• **Supplied records**:
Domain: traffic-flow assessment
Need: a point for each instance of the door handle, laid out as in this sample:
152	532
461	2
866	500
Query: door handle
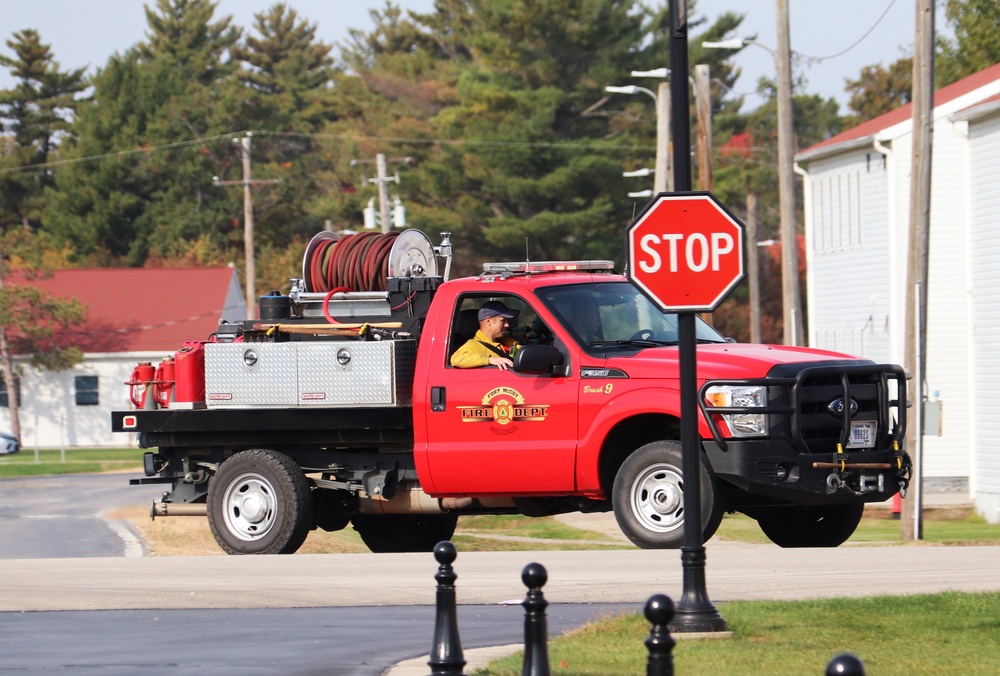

• **Problem details**: Extract each line from the records above that contains the word "handle".

• **Expected answer**:
Need: a point for each instance of the door handle, laid out as in this sample:
Query: door handle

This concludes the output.